YOUR INSTRUCTIONS:
Which lines of the entries below contain the string "climbing"? Copy each one.

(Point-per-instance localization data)
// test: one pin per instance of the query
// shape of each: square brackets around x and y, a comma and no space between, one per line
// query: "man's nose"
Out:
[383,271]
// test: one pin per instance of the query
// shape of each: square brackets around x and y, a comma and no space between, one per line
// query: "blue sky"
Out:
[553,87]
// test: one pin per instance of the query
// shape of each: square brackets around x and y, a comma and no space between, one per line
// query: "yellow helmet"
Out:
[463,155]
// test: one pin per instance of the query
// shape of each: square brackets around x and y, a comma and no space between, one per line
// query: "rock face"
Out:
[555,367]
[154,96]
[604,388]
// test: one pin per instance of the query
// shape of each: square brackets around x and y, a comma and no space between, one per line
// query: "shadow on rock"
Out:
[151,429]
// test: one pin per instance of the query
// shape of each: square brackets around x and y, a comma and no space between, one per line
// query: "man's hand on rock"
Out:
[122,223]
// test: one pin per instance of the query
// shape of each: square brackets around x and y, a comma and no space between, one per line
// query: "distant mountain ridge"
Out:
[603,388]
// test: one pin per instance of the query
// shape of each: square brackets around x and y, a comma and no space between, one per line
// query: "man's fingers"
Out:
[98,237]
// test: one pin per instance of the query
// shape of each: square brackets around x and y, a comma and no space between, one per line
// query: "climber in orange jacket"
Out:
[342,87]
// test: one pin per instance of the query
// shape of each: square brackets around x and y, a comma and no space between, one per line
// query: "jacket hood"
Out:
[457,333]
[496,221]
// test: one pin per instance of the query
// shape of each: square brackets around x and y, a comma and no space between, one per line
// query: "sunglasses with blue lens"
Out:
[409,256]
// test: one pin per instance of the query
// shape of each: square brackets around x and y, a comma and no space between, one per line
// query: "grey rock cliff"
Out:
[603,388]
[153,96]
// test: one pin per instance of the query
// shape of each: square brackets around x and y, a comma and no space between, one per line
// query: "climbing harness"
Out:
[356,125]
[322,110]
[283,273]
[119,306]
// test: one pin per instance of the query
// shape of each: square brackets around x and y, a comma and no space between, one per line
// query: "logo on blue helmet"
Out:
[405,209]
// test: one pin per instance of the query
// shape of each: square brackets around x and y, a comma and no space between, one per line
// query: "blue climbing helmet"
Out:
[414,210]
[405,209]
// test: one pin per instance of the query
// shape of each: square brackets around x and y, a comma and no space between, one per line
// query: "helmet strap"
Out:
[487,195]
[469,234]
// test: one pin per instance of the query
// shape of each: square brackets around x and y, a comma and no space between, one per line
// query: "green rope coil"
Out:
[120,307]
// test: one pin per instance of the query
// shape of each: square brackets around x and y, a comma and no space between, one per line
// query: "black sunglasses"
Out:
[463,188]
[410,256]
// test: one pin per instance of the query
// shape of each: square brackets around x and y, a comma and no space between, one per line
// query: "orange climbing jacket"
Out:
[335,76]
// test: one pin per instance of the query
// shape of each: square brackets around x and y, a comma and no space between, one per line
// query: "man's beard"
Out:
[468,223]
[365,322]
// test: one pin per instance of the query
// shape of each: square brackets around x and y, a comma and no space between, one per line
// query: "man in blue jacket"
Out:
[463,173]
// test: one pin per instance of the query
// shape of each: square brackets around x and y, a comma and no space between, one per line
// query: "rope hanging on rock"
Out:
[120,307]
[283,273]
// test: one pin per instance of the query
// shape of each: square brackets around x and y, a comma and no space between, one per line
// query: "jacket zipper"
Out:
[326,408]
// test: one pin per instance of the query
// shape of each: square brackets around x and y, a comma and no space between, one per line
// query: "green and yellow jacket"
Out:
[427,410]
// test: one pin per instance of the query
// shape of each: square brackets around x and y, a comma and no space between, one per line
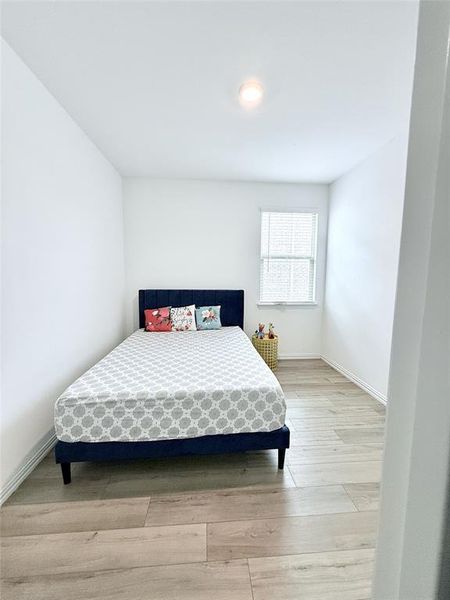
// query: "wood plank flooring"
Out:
[226,527]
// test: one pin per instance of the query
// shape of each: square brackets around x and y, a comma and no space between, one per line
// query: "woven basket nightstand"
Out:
[268,350]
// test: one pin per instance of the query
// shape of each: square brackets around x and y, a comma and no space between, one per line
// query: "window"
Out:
[288,257]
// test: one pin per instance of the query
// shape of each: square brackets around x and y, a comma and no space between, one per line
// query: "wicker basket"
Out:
[268,349]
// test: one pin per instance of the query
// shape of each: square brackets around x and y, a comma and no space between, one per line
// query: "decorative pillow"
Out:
[183,318]
[208,317]
[158,319]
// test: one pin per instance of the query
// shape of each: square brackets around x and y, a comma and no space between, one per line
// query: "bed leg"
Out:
[281,455]
[65,469]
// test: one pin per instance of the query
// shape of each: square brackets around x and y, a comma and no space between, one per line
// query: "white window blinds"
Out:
[288,256]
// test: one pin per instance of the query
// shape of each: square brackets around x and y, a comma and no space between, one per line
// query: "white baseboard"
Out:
[32,459]
[355,379]
[298,356]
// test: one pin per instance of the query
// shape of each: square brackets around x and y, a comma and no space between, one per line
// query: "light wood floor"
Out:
[212,528]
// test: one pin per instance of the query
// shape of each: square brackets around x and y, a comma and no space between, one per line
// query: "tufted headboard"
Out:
[231,302]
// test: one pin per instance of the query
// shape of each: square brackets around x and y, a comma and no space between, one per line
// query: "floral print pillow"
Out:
[208,317]
[158,319]
[183,318]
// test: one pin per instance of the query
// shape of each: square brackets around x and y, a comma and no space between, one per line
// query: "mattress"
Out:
[167,385]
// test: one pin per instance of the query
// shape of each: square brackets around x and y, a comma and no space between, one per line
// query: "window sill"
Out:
[287,303]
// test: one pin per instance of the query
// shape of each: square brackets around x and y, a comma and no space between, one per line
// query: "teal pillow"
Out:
[208,317]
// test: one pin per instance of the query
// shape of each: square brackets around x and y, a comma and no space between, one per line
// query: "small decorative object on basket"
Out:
[266,345]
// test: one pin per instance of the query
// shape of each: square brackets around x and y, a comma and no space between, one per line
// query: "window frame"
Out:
[298,303]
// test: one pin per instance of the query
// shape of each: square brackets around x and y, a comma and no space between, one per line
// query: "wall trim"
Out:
[298,356]
[32,459]
[358,381]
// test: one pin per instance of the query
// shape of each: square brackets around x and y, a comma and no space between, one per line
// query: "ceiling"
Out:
[154,84]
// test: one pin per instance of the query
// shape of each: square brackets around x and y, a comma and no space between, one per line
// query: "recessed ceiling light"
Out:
[251,93]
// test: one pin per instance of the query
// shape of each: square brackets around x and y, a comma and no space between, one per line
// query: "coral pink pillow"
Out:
[158,319]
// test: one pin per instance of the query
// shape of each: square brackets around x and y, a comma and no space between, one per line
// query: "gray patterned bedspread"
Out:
[157,386]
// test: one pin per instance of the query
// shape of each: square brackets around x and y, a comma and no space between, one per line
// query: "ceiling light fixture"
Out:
[251,93]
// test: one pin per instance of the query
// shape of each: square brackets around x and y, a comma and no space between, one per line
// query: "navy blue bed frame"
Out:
[231,313]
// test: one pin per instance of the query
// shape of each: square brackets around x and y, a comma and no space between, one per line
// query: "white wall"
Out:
[364,229]
[198,234]
[62,259]
[415,502]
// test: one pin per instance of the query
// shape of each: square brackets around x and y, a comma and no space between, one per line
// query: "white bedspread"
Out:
[157,386]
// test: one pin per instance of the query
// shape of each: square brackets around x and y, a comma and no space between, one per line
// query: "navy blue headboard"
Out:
[231,302]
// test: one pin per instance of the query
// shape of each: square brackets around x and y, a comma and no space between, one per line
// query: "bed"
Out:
[174,393]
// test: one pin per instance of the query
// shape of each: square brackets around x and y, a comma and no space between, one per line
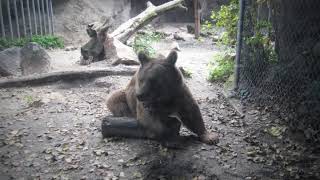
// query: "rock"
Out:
[70,48]
[176,36]
[35,60]
[10,60]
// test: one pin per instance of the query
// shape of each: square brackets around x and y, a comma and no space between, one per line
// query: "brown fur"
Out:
[159,99]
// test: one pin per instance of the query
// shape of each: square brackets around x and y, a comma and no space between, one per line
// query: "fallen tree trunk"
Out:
[34,80]
[115,49]
[127,29]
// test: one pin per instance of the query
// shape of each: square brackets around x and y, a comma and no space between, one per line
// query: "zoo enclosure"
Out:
[279,66]
[23,18]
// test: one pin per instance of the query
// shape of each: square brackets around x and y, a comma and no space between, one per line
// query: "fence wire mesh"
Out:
[280,66]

EXPECTED ANSWER:
// query: "climbing harness"
// query: "blue climbing helmet"
// query: "orange climbing jacket"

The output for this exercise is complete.